━━━━━ Data for this task ━━━━━
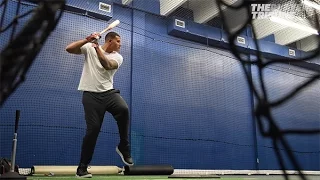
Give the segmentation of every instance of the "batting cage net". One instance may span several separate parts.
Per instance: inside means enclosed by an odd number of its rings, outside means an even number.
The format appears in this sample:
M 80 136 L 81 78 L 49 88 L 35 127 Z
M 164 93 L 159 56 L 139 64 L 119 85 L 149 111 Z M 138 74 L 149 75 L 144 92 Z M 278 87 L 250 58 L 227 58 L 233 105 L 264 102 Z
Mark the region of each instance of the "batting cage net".
M 136 164 L 170 164 L 175 174 L 319 175 L 318 0 L 2 0 L 0 7 L 1 157 L 10 157 L 19 109 L 17 164 L 78 164 L 84 57 L 65 48 L 119 20 L 110 30 L 121 36 L 124 60 L 114 87 L 129 106 Z M 106 113 L 91 164 L 123 166 L 118 141 Z

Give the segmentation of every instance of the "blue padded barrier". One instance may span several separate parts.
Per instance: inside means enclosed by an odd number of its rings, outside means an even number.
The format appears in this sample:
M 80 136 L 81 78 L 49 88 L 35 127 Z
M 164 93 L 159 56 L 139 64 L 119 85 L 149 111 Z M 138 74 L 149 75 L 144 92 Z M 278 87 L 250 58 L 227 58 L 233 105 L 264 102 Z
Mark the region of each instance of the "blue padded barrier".
M 210 46 L 217 46 L 221 44 L 221 30 L 216 27 L 208 27 L 208 43 Z
M 239 43 L 238 38 L 243 39 L 243 43 Z M 236 44 L 238 51 L 248 52 L 248 37 L 247 36 L 245 36 L 245 35 L 237 36 L 237 38 L 235 39 L 235 44 Z
M 175 23 L 176 21 L 184 21 L 185 22 L 185 27 L 180 27 L 180 26 L 176 26 Z M 187 40 L 191 40 L 190 38 L 190 33 L 188 31 L 188 29 L 186 28 L 188 24 L 188 21 L 185 21 L 184 19 L 181 18 L 172 18 L 169 22 L 168 22 L 168 34 L 171 36 L 176 36 L 179 38 L 183 38 L 183 39 L 187 39 Z
M 185 27 L 176 26 L 176 21 L 183 21 Z M 168 21 L 168 34 L 186 40 L 208 44 L 211 46 L 221 46 L 221 30 L 216 27 L 201 25 L 183 18 L 172 17 Z
M 222 34 L 222 37 L 221 37 L 221 47 L 222 48 L 225 48 L 225 49 L 230 49 L 230 44 L 229 44 L 229 38 L 228 38 L 228 34 L 225 32 L 225 31 L 221 31 L 221 34 Z M 243 43 L 239 43 L 238 42 L 238 38 L 241 38 L 243 40 Z M 239 51 L 239 52 L 248 52 L 249 49 L 248 49 L 248 37 L 243 35 L 243 34 L 240 34 L 238 35 L 235 40 L 234 40 L 235 44 L 236 44 L 236 49 Z
M 225 31 L 221 31 L 221 44 L 223 48 L 229 48 L 229 38 L 228 38 L 228 34 Z
M 199 42 L 202 44 L 208 44 L 208 26 L 195 23 L 193 21 L 188 21 L 188 37 L 189 40 L 192 40 L 194 42 Z
M 259 50 L 266 58 L 285 58 L 285 59 L 298 59 L 300 58 L 300 50 L 289 48 L 270 41 L 258 40 Z M 249 38 L 250 52 L 257 51 L 253 38 Z M 289 49 L 295 51 L 295 56 L 289 55 Z
M 198 24 L 190 20 L 184 20 L 178 18 L 178 20 L 185 22 L 185 27 L 181 28 L 176 26 L 176 18 L 170 18 L 168 22 L 168 34 L 179 37 L 186 40 L 191 40 L 195 42 L 200 42 L 202 44 L 209 44 L 211 46 L 229 49 L 228 34 L 219 28 L 207 27 L 207 25 Z M 254 41 L 250 35 L 250 29 L 247 29 L 246 36 L 245 33 L 239 35 L 244 39 L 244 44 L 238 43 L 237 40 L 235 44 L 237 49 L 243 53 L 254 53 L 257 51 Z M 258 40 L 260 51 L 266 58 L 290 58 L 298 59 L 301 57 L 301 50 L 289 48 L 287 46 L 279 45 L 274 43 L 274 37 L 269 36 L 265 40 Z M 208 43 L 209 42 L 209 43 Z M 295 51 L 295 56 L 289 55 L 289 49 Z

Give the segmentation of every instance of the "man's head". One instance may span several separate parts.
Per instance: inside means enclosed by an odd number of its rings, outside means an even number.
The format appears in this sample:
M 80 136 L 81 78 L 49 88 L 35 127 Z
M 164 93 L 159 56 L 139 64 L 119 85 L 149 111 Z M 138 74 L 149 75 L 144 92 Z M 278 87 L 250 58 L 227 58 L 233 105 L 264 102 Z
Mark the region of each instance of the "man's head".
M 111 51 L 119 51 L 121 47 L 120 35 L 116 32 L 109 32 L 105 36 L 105 43 L 108 44 L 108 49 Z

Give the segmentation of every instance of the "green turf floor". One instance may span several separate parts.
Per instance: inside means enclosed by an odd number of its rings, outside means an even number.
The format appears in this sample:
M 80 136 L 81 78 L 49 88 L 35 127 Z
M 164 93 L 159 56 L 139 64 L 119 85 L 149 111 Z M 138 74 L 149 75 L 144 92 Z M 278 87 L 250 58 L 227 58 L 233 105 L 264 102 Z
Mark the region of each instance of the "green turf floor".
M 87 179 L 87 178 L 76 178 L 75 176 L 28 176 L 27 180 L 76 180 L 76 179 Z M 92 180 L 284 180 L 283 176 L 280 175 L 260 175 L 260 176 L 230 176 L 224 175 L 219 178 L 168 178 L 168 176 L 124 176 L 124 175 L 109 175 L 99 176 L 94 175 Z M 300 180 L 299 176 L 289 176 L 289 180 Z M 320 180 L 320 176 L 307 176 L 307 180 Z

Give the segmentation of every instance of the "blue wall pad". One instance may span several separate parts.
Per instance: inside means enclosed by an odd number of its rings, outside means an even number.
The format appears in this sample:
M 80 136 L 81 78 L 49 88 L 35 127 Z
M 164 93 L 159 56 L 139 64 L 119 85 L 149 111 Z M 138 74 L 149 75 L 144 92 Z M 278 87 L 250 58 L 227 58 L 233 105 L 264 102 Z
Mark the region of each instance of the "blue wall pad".
M 181 23 L 184 22 L 184 26 L 176 26 L 176 23 Z M 187 40 L 191 40 L 190 38 L 190 33 L 188 31 L 188 29 L 186 28 L 188 24 L 188 21 L 184 21 L 183 19 L 175 19 L 172 18 L 169 20 L 168 22 L 168 34 L 171 36 L 175 36 L 175 37 L 179 37 L 182 39 L 187 39 Z
M 208 43 L 210 46 L 220 45 L 221 43 L 221 30 L 219 28 L 208 26 Z
M 291 58 L 297 59 L 300 57 L 300 51 L 294 48 L 289 48 L 287 46 L 282 46 L 273 42 L 258 40 L 258 45 L 260 48 L 260 52 L 266 58 Z M 252 38 L 249 39 L 248 48 L 253 51 L 257 51 L 257 47 L 255 46 L 254 40 Z M 295 56 L 289 55 L 289 49 L 295 51 Z
M 230 49 L 229 35 L 225 31 L 221 31 L 221 45 L 223 48 Z M 235 40 L 236 49 L 239 52 L 248 52 L 248 37 L 243 34 L 238 35 Z
M 202 44 L 208 44 L 208 26 L 188 21 L 187 31 L 190 40 L 200 42 Z

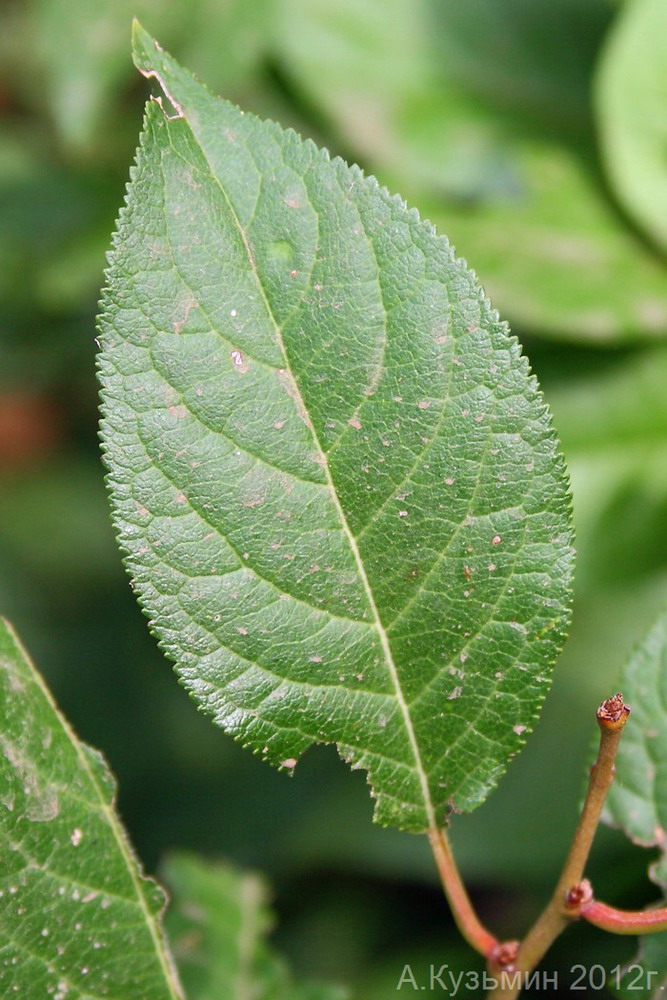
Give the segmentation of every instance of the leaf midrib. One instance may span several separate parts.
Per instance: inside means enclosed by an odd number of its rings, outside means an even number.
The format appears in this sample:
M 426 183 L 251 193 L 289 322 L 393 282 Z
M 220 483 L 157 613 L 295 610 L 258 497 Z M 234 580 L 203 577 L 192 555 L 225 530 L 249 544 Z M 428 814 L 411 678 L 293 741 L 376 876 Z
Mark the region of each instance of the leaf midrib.
M 170 95 L 169 95 L 167 87 L 165 86 L 165 83 L 164 83 L 164 81 L 162 79 L 162 74 L 160 74 L 159 72 L 156 71 L 155 72 L 155 76 L 157 77 L 157 79 L 160 82 L 160 85 L 163 87 L 165 93 L 169 97 Z M 170 97 L 170 100 L 171 100 L 171 97 Z M 296 380 L 296 377 L 294 376 L 294 374 L 292 372 L 292 367 L 290 365 L 289 355 L 287 353 L 287 350 L 286 350 L 286 347 L 285 347 L 285 343 L 284 343 L 284 340 L 283 340 L 283 337 L 282 337 L 282 330 L 281 330 L 280 324 L 277 322 L 277 319 L 276 319 L 276 317 L 275 317 L 275 315 L 273 313 L 273 309 L 271 308 L 271 304 L 269 302 L 269 299 L 268 299 L 268 297 L 266 295 L 266 292 L 265 292 L 265 289 L 264 289 L 264 285 L 262 283 L 262 279 L 260 277 L 259 270 L 257 268 L 257 262 L 255 260 L 255 255 L 253 253 L 253 250 L 252 250 L 252 247 L 251 247 L 250 242 L 248 240 L 248 237 L 246 235 L 246 232 L 245 232 L 245 230 L 244 230 L 244 228 L 243 228 L 243 226 L 241 224 L 241 221 L 240 221 L 240 219 L 239 219 L 239 217 L 238 217 L 238 215 L 237 215 L 237 213 L 236 213 L 236 211 L 234 209 L 234 206 L 233 206 L 233 204 L 232 204 L 232 202 L 231 202 L 231 200 L 230 200 L 227 192 L 225 191 L 225 188 L 224 188 L 223 184 L 221 183 L 219 177 L 217 176 L 216 171 L 214 170 L 213 164 L 211 163 L 211 161 L 209 159 L 209 156 L 208 156 L 208 153 L 207 153 L 206 149 L 204 148 L 204 146 L 200 143 L 200 141 L 198 139 L 198 136 L 196 134 L 196 131 L 195 131 L 193 125 L 190 122 L 190 119 L 188 117 L 188 113 L 187 113 L 186 109 L 183 107 L 182 104 L 180 104 L 180 102 L 177 104 L 177 107 L 179 108 L 179 110 L 181 112 L 181 115 L 183 116 L 183 120 L 185 120 L 185 122 L 188 125 L 188 128 L 190 129 L 190 132 L 192 134 L 192 137 L 193 137 L 194 141 L 197 144 L 197 147 L 200 149 L 200 151 L 202 153 L 202 156 L 204 157 L 204 159 L 206 161 L 206 164 L 207 164 L 209 172 L 210 172 L 211 179 L 213 180 L 213 182 L 217 185 L 218 189 L 220 190 L 220 193 L 221 193 L 221 196 L 222 196 L 222 198 L 223 198 L 223 200 L 225 202 L 225 205 L 227 206 L 227 208 L 229 210 L 229 213 L 230 213 L 230 216 L 231 216 L 231 218 L 233 220 L 234 226 L 237 229 L 237 232 L 239 234 L 239 237 L 240 237 L 241 242 L 243 244 L 243 247 L 245 249 L 245 252 L 246 252 L 246 255 L 247 255 L 247 258 L 248 258 L 248 263 L 250 264 L 250 268 L 251 268 L 253 276 L 255 278 L 255 282 L 256 282 L 256 285 L 257 285 L 258 293 L 259 293 L 259 295 L 261 297 L 261 300 L 262 300 L 262 302 L 264 304 L 264 307 L 266 309 L 267 316 L 269 317 L 269 319 L 270 319 L 270 321 L 271 321 L 271 323 L 273 325 L 274 333 L 275 333 L 275 338 L 276 338 L 276 344 L 277 344 L 277 346 L 278 346 L 278 348 L 279 348 L 279 350 L 280 350 L 280 352 L 281 352 L 281 354 L 282 354 L 282 356 L 284 358 L 284 361 L 285 361 L 285 371 L 289 374 L 289 377 L 292 380 L 292 383 L 293 383 L 293 386 L 294 386 L 294 392 L 296 394 L 295 403 L 296 403 L 297 407 L 300 408 L 303 411 L 303 413 L 306 414 L 308 416 L 308 418 L 309 418 L 309 430 L 311 432 L 311 435 L 312 435 L 315 447 L 317 448 L 318 456 L 319 456 L 319 459 L 320 459 L 320 462 L 321 462 L 321 467 L 322 467 L 322 469 L 324 470 L 324 473 L 325 473 L 326 485 L 329 488 L 329 492 L 331 494 L 331 498 L 332 498 L 332 502 L 333 502 L 334 508 L 335 508 L 336 513 L 338 515 L 338 518 L 340 520 L 342 531 L 343 531 L 343 533 L 344 533 L 344 535 L 345 535 L 345 537 L 347 539 L 348 545 L 350 546 L 350 550 L 352 552 L 352 555 L 353 555 L 353 558 L 354 558 L 354 561 L 355 561 L 357 572 L 359 574 L 359 578 L 361 580 L 362 587 L 363 587 L 364 593 L 366 595 L 366 599 L 368 601 L 368 605 L 369 605 L 370 610 L 371 610 L 372 619 L 373 619 L 373 625 L 374 625 L 374 627 L 375 627 L 375 629 L 377 631 L 378 637 L 380 639 L 380 645 L 382 647 L 382 652 L 384 654 L 385 663 L 387 665 L 387 670 L 389 672 L 389 676 L 390 676 L 392 685 L 394 687 L 394 691 L 395 691 L 395 695 L 396 695 L 396 701 L 397 701 L 397 704 L 399 706 L 399 709 L 400 709 L 400 712 L 401 712 L 401 716 L 403 718 L 405 730 L 406 730 L 406 733 L 407 733 L 407 736 L 408 736 L 408 742 L 410 744 L 410 749 L 412 751 L 412 756 L 413 756 L 414 764 L 415 764 L 415 771 L 416 771 L 417 777 L 419 779 L 419 785 L 420 785 L 420 789 L 421 789 L 421 793 L 422 793 L 422 798 L 423 798 L 423 802 L 424 802 L 424 810 L 425 810 L 426 817 L 427 817 L 427 820 L 428 820 L 428 826 L 429 826 L 430 829 L 436 830 L 438 827 L 437 827 L 436 818 L 435 818 L 435 808 L 434 808 L 434 805 L 433 805 L 433 801 L 431 799 L 431 793 L 430 793 L 429 784 L 428 784 L 428 777 L 426 775 L 424 764 L 422 762 L 421 753 L 420 753 L 420 750 L 419 750 L 419 744 L 418 744 L 418 741 L 417 741 L 417 736 L 416 736 L 416 733 L 415 733 L 414 725 L 412 723 L 412 717 L 410 715 L 410 709 L 409 709 L 408 703 L 407 703 L 407 701 L 405 699 L 405 696 L 403 694 L 403 689 L 401 687 L 400 678 L 398 676 L 398 670 L 396 668 L 396 664 L 394 662 L 394 657 L 393 657 L 393 654 L 392 654 L 391 646 L 390 646 L 390 643 L 389 643 L 389 637 L 388 637 L 387 632 L 386 632 L 386 630 L 385 630 L 385 628 L 384 628 L 384 626 L 382 624 L 382 620 L 380 618 L 380 613 L 379 613 L 377 604 L 375 602 L 375 597 L 374 597 L 373 590 L 372 590 L 371 585 L 370 585 L 370 581 L 369 581 L 368 576 L 366 574 L 366 569 L 365 569 L 365 566 L 363 564 L 363 560 L 361 558 L 361 553 L 359 551 L 359 547 L 357 545 L 356 538 L 354 537 L 354 535 L 352 533 L 352 530 L 351 530 L 351 528 L 350 528 L 350 526 L 348 524 L 347 518 L 345 516 L 345 512 L 343 511 L 343 508 L 341 506 L 340 500 L 338 498 L 338 493 L 336 491 L 335 483 L 334 483 L 332 475 L 331 475 L 331 469 L 330 469 L 330 466 L 329 466 L 329 461 L 328 461 L 328 458 L 327 458 L 327 454 L 324 451 L 324 449 L 322 447 L 322 444 L 321 444 L 321 442 L 319 440 L 319 437 L 318 437 L 318 435 L 317 435 L 317 433 L 315 431 L 315 427 L 313 425 L 312 420 L 310 419 L 309 410 L 308 410 L 308 407 L 306 406 L 305 400 L 304 400 L 303 395 L 301 393 L 301 389 L 300 389 L 299 384 L 298 384 L 298 382 Z M 248 147 L 246 146 L 246 149 L 247 148 Z M 248 150 L 248 152 L 252 156 L 252 152 L 250 150 Z M 366 239 L 368 239 L 370 242 L 372 242 L 371 241 L 371 237 L 365 231 L 364 231 L 364 235 L 366 236 Z

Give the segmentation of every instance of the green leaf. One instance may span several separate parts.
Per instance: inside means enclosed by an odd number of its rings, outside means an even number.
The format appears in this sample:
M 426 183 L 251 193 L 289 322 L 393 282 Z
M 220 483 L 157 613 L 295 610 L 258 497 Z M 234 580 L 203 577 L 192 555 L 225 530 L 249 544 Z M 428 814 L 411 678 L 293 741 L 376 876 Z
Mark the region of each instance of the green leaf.
M 428 202 L 474 255 L 494 301 L 544 336 L 591 344 L 663 339 L 664 265 L 619 218 L 586 158 L 508 133 L 501 131 L 514 193 L 490 191 L 472 209 Z
M 144 0 L 139 7 L 146 8 Z M 37 0 L 34 10 L 30 40 L 47 81 L 44 96 L 62 140 L 80 150 L 97 134 L 111 93 L 127 75 L 127 25 L 137 3 Z
M 219 86 L 236 93 L 259 61 L 271 2 L 35 0 L 34 26 L 19 41 L 35 46 L 39 96 L 43 102 L 46 94 L 64 143 L 80 151 L 99 139 L 100 126 L 106 126 L 114 100 L 131 78 L 127 43 L 133 16 L 150 18 L 197 67 L 210 69 Z
M 663 337 L 664 265 L 606 197 L 590 141 L 605 4 L 426 9 L 282 0 L 283 72 L 346 148 L 418 199 L 513 322 L 569 340 Z
M 166 927 L 188 1000 L 344 1000 L 334 986 L 296 985 L 266 937 L 264 882 L 229 865 L 176 855 L 164 866 L 173 893 Z
M 630 657 L 619 687 L 631 707 L 616 755 L 616 777 L 607 795 L 604 820 L 637 844 L 658 847 L 649 874 L 667 888 L 667 610 Z M 661 904 L 661 905 L 664 905 Z M 644 970 L 641 972 L 640 970 Z M 646 972 L 653 978 L 646 978 Z M 634 987 L 632 984 L 635 984 Z M 644 935 L 639 955 L 619 996 L 661 996 L 667 985 L 667 932 Z
M 636 587 L 667 563 L 667 350 L 581 368 L 548 397 L 572 479 L 577 593 L 595 596 L 610 583 Z M 664 593 L 659 577 L 656 589 Z
M 639 953 L 624 969 L 620 983 L 616 975 L 607 982 L 612 993 L 622 1000 L 639 997 L 662 1000 L 667 990 L 667 932 L 642 934 Z
M 2 996 L 178 1000 L 164 897 L 142 877 L 101 755 L 0 623 Z
M 624 208 L 667 248 L 667 6 L 626 0 L 599 68 L 597 109 L 609 178 Z
M 430 0 L 452 81 L 553 133 L 590 130 L 590 75 L 607 0 Z
M 667 611 L 635 650 L 619 682 L 631 715 L 616 756 L 605 819 L 635 843 L 659 847 L 651 877 L 667 886 Z
M 244 744 L 291 769 L 335 742 L 380 822 L 439 824 L 495 785 L 561 645 L 548 412 L 429 224 L 135 43 L 164 107 L 115 239 L 100 372 L 141 603 Z

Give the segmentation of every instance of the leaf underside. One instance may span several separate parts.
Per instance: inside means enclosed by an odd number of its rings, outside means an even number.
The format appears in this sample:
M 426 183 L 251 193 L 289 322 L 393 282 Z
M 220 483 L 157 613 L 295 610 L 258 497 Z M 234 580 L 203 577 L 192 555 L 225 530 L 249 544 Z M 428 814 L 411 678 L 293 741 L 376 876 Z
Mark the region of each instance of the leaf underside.
M 158 917 L 95 750 L 0 622 L 0 995 L 179 1000 Z
M 148 105 L 100 318 L 121 544 L 162 647 L 376 819 L 486 797 L 562 644 L 566 476 L 474 275 L 355 167 L 213 98 L 138 28 Z

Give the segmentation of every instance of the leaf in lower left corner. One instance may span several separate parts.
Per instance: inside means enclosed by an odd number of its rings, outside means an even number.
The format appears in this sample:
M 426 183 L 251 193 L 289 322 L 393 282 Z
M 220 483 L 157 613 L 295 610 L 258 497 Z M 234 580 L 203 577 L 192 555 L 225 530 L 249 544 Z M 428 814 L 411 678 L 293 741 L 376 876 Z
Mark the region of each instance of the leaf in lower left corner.
M 114 792 L 0 621 L 0 996 L 183 1000 Z

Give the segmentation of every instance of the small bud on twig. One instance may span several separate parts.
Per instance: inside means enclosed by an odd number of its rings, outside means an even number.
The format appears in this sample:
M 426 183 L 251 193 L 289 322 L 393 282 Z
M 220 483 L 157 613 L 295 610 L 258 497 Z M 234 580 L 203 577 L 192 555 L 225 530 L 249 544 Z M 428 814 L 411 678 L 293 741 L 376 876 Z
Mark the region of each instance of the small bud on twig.
M 605 729 L 622 729 L 629 715 L 630 706 L 625 704 L 623 695 L 619 691 L 603 701 L 598 708 L 598 725 Z
M 565 893 L 565 906 L 570 912 L 570 916 L 578 916 L 578 911 L 585 903 L 590 903 L 593 899 L 593 887 L 587 878 L 571 886 Z
M 505 972 L 514 971 L 514 963 L 519 954 L 519 941 L 501 941 L 493 949 L 490 955 L 490 962 L 496 969 L 504 969 Z

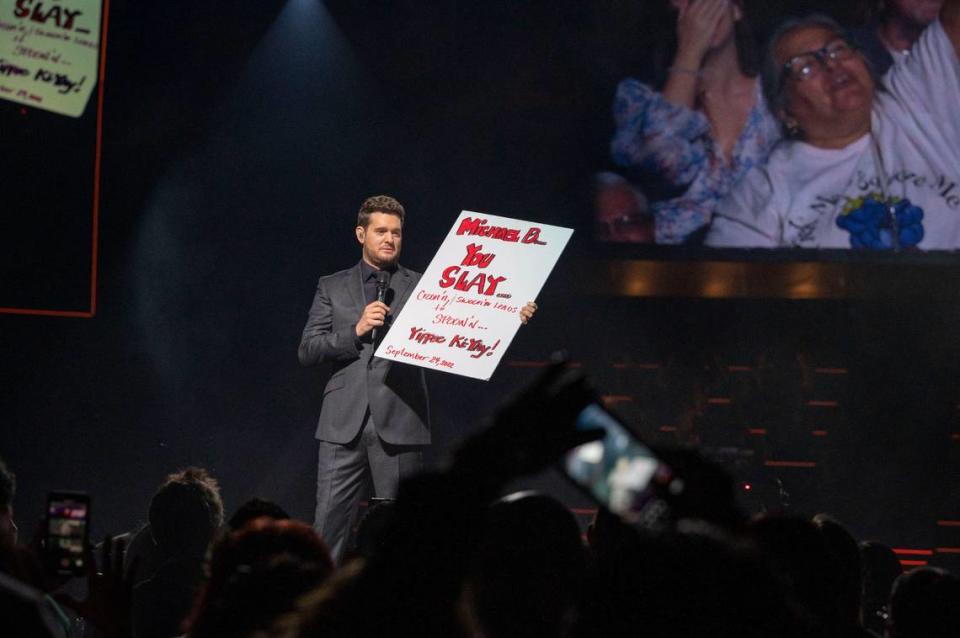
━━━━━
_Exercise_
Tally the lines above that include "Give", and reply with only the tally.

_Answer below_
10